#### Description of the task:
Transcribe the records below exactly as they appear.

#### Given data:
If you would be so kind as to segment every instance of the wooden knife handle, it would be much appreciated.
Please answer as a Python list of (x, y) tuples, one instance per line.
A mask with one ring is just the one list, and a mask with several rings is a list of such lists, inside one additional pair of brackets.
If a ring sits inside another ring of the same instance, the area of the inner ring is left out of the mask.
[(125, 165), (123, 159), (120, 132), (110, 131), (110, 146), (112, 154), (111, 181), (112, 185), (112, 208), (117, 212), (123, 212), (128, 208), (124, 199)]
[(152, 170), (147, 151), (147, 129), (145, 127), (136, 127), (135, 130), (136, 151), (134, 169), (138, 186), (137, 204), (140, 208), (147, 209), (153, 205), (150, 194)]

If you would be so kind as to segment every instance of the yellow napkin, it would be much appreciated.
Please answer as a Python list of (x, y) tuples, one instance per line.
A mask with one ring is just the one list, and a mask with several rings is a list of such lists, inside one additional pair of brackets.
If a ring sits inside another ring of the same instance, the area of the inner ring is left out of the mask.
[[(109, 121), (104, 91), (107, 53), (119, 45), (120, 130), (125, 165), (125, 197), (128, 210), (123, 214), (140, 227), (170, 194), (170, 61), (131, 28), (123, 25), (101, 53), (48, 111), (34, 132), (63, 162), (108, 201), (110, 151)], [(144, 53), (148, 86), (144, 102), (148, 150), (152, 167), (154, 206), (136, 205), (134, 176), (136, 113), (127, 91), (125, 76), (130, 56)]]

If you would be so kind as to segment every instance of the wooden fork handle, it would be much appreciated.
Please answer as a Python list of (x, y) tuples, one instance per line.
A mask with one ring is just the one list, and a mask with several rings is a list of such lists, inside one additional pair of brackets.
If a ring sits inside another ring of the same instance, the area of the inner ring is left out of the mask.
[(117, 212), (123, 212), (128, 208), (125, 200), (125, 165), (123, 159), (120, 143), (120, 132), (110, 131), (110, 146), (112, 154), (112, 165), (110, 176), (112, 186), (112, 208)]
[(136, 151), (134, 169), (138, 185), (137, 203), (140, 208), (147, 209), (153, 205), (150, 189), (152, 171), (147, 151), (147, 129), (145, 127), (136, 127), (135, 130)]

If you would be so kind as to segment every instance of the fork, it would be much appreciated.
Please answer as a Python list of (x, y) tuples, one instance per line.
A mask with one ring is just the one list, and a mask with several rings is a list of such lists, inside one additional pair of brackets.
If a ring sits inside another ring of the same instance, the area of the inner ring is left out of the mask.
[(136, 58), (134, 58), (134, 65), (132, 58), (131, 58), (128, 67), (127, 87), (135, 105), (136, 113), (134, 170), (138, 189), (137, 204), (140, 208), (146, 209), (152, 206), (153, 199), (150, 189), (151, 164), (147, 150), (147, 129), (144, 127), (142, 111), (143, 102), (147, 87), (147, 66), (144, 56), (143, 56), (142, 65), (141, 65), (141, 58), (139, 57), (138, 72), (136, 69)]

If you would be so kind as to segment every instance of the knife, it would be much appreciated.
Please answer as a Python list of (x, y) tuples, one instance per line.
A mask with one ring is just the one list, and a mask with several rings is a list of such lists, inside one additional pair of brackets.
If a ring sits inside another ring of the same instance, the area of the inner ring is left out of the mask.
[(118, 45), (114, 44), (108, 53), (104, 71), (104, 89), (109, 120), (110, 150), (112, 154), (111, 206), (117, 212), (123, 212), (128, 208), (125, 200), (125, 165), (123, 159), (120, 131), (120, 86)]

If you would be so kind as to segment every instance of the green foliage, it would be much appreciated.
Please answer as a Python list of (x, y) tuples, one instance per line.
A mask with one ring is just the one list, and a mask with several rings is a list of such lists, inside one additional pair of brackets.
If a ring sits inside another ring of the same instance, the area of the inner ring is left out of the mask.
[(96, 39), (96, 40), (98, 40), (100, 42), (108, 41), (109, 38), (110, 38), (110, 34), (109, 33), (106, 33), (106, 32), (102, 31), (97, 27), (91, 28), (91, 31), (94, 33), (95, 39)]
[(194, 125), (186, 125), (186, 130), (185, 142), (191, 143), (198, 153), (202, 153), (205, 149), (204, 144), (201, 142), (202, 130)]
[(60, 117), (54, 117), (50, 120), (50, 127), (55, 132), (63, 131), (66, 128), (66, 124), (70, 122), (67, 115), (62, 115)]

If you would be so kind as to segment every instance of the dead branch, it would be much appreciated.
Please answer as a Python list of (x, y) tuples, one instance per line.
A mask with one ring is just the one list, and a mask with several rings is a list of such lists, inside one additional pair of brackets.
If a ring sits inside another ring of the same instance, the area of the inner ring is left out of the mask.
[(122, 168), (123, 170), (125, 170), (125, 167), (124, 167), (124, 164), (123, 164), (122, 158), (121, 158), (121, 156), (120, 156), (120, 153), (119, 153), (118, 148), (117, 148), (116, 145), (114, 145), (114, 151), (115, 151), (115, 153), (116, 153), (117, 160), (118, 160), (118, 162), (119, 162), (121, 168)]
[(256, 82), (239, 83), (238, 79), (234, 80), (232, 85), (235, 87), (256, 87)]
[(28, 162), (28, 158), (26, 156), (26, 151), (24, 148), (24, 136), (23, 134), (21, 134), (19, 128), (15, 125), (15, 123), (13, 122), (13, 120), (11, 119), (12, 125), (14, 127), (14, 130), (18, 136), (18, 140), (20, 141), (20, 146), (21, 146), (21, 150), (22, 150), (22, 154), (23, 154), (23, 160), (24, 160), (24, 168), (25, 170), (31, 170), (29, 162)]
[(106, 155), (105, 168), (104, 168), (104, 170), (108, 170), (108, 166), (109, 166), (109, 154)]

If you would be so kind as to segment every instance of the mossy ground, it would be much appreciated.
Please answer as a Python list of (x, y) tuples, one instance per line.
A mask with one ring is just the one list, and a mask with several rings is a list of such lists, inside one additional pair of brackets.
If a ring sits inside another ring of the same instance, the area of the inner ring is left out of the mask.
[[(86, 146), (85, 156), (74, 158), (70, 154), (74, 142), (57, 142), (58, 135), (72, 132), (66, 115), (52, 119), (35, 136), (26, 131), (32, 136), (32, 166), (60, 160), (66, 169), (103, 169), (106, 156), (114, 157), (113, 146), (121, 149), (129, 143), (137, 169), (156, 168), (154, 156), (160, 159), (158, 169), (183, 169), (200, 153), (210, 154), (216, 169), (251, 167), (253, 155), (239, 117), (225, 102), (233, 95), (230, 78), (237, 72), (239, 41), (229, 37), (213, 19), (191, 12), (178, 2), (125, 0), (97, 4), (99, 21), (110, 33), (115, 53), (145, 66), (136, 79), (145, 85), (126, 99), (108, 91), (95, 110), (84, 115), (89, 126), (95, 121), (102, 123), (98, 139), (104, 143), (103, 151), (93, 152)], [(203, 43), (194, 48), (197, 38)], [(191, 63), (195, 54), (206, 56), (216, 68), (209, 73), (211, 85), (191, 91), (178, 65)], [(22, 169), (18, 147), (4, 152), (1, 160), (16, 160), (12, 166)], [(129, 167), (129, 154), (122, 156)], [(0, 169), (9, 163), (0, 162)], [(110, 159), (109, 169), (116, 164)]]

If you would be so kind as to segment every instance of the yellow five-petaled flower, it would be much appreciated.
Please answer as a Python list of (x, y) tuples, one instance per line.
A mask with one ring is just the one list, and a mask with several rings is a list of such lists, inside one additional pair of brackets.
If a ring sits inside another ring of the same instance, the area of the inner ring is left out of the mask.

#### Solution:
If you would be so kind as to segment every instance of the wooden knife handle, it would be much appreciated.
Please answer as a Python list of (x, y) tuples, one instance per line.
A mask with one ring is just the one list, and a mask with several rings is a list of such lists, inside one additional pair of brackets.
If a ring sits inside another ring of the same instance, the area of the inner ring is left out of the mask.
[(125, 165), (123, 159), (120, 132), (110, 131), (110, 146), (112, 154), (111, 181), (112, 185), (112, 208), (117, 212), (123, 212), (128, 208), (124, 199)]
[(152, 170), (147, 151), (147, 129), (145, 127), (136, 127), (135, 130), (136, 151), (134, 169), (138, 186), (137, 204), (140, 208), (147, 209), (153, 205), (150, 194)]

If you would be so kind as to segment every instance of the yellow napkin, it would be much appreciated.
Please answer as a Python list of (x, y) tuples, one instance per line.
A mask with one ring is just the one list, and a mask with several rings is a list of such lists, inside one additional pair of brackets.
If a ring sits inside another ring of the same instance, the area of the inner ring is left out of the mask.
[[(109, 121), (104, 91), (107, 53), (119, 45), (120, 130), (125, 165), (125, 197), (128, 210), (123, 214), (140, 227), (170, 194), (170, 61), (131, 28), (123, 25), (101, 53), (48, 111), (34, 132), (63, 162), (108, 201), (110, 151)], [(144, 53), (148, 86), (144, 102), (148, 150), (152, 167), (154, 206), (136, 205), (134, 176), (136, 113), (127, 91), (125, 76), (130, 56)]]

If you would be so kind as to segment every instance of the wooden fork handle, it would be much appreciated.
Please answer as a Python list of (x, y) tuples, one instance per line.
A mask with one ring is just the one list, and a mask with several rings is a list of such lists, inside one additional pair of brackets.
If a ring sits inside another ring of the same instance, the area of the inner ring is left out of the mask.
[(117, 212), (123, 212), (128, 208), (125, 200), (125, 165), (123, 159), (120, 143), (120, 132), (110, 131), (110, 146), (112, 154), (112, 165), (110, 176), (112, 186), (112, 208)]
[(136, 151), (134, 169), (138, 185), (137, 203), (140, 208), (147, 209), (153, 205), (150, 189), (152, 171), (147, 151), (147, 129), (145, 127), (136, 127), (135, 130)]

If you would be so kind as to segment every instance of the fork, it would be much appreciated.
Please answer as a Python list of (x, y) tuples, one instance per line.
A mask with one ring is just the one list, and a mask with several rings is a list of such lists, inside one additional pair of brackets.
If a ring sits inside another ring of the same instance, the area of the inner ring is left out of the mask.
[(136, 58), (134, 58), (134, 65), (132, 58), (131, 58), (128, 67), (127, 87), (135, 105), (136, 113), (134, 170), (138, 189), (137, 204), (140, 208), (146, 209), (152, 206), (153, 199), (150, 189), (151, 164), (147, 150), (147, 129), (144, 127), (142, 111), (143, 102), (147, 87), (147, 66), (144, 56), (143, 56), (142, 65), (141, 65), (141, 58), (139, 57), (138, 72), (136, 69)]

If you would be so kind as to segment every instance of the knife, it would be much appreciated.
Please answer as a Python list of (x, y) tuples, one instance per line.
A mask with one ring is just the one list, and a mask with several rings is a list of such lists, inside one additional pair of brackets.
If a ring sits inside another ring of the same instance, the area of the inner ring is left out of the mask.
[(118, 45), (114, 44), (108, 53), (104, 71), (104, 89), (109, 120), (110, 150), (112, 154), (111, 206), (117, 212), (123, 212), (128, 208), (125, 200), (125, 165), (123, 159), (120, 131), (120, 86)]

If you would be so kind as to segment every instance of the green foliage, it would be much appreciated.
Please answer as a Python list of (x, y) tuples, one instance per line.
A mask with one ring is just the one list, and a mask with several rings is a list of such lists, inside one additional pair of brackets.
If a ring sits inside another ring of the same instance, the area of the inner ring is left out of the mask.
[(96, 39), (96, 40), (98, 40), (100, 42), (108, 41), (109, 38), (110, 38), (110, 34), (109, 33), (106, 33), (106, 32), (102, 31), (97, 27), (91, 28), (91, 31), (94, 33), (95, 39)]
[(194, 125), (186, 125), (186, 130), (185, 142), (191, 143), (198, 153), (202, 153), (205, 149), (204, 144), (201, 142), (202, 130)]
[(60, 117), (54, 117), (50, 120), (50, 127), (55, 132), (63, 131), (66, 128), (66, 124), (70, 122), (67, 115), (62, 115)]

If you would be so kind as to segment every instance of the dead branch, it would be much appreciated.
Please answer as a Python list of (x, y) tuples, one instance per line.
A mask with one ring is just the one list, and a mask with several rings is a list of such lists, inside one additional pair of brackets.
If a ring sits inside another ring of the same instance, the area of the inner ring is left out of the mask.
[(122, 168), (123, 170), (125, 170), (125, 167), (124, 167), (124, 164), (123, 164), (122, 158), (121, 158), (121, 156), (120, 156), (120, 153), (119, 153), (118, 148), (117, 148), (116, 145), (114, 145), (114, 151), (115, 151), (115, 153), (116, 153), (117, 160), (118, 160), (118, 162), (119, 162), (121, 168)]
[(256, 82), (239, 83), (238, 79), (234, 80), (232, 85), (235, 87), (256, 87)]
[(28, 162), (28, 158), (26, 156), (26, 151), (24, 148), (24, 136), (23, 134), (21, 134), (19, 128), (15, 125), (15, 123), (13, 122), (13, 120), (11, 119), (12, 125), (14, 127), (14, 130), (18, 136), (18, 140), (20, 141), (20, 146), (21, 146), (21, 150), (22, 150), (22, 154), (23, 154), (23, 160), (24, 160), (24, 168), (25, 170), (31, 170), (29, 162)]
[(106, 155), (105, 168), (104, 168), (104, 170), (108, 170), (108, 166), (109, 166), (109, 154)]

If you would be so kind as to segment every instance of the mossy ground, it would be much appreciated.
Please answer as a Python list of (x, y) tuples, one instance per line.
A mask with one ring is just the one list, and a mask with several rings is a list of such lists, inside one additional pair of brackets.
If a ring sits inside another ring of the same instance, the area of the inner ring is left out of the mask.
[[(86, 146), (85, 156), (74, 158), (70, 154), (74, 142), (57, 142), (58, 135), (72, 132), (66, 115), (52, 119), (35, 136), (26, 131), (32, 136), (32, 166), (60, 160), (66, 169), (103, 169), (106, 156), (114, 157), (113, 146), (121, 149), (129, 143), (137, 169), (156, 168), (154, 156), (160, 159), (158, 169), (183, 169), (200, 153), (210, 154), (216, 169), (251, 167), (253, 155), (239, 117), (225, 102), (233, 95), (230, 78), (237, 72), (239, 41), (229, 37), (213, 19), (191, 12), (178, 2), (125, 0), (97, 4), (99, 21), (110, 33), (115, 53), (145, 66), (136, 79), (145, 85), (126, 99), (108, 91), (95, 110), (84, 115), (89, 126), (95, 121), (102, 123), (98, 139), (104, 143), (103, 151), (93, 152)], [(203, 43), (194, 48), (197, 38)], [(191, 63), (195, 54), (206, 56), (216, 68), (209, 73), (211, 85), (191, 91), (178, 65)], [(22, 169), (18, 147), (4, 152), (1, 160), (16, 160), (12, 166)], [(129, 167), (129, 154), (122, 156)], [(0, 169), (9, 163), (0, 162)], [(110, 159), (109, 169), (116, 164)]]

If you would be so kind as to segment every instance of the yellow five-petaled flower, it would be much appreciated.
Please answer as a Python list of (x, y) tuples, one instance per line.
A mask with one ring is just the one list, and a mask with several rings is a list of such lists, inside one additional pair of brackets.
If a ring sits inside another ring of the same instance, the area of the inner ring is left out of the mask.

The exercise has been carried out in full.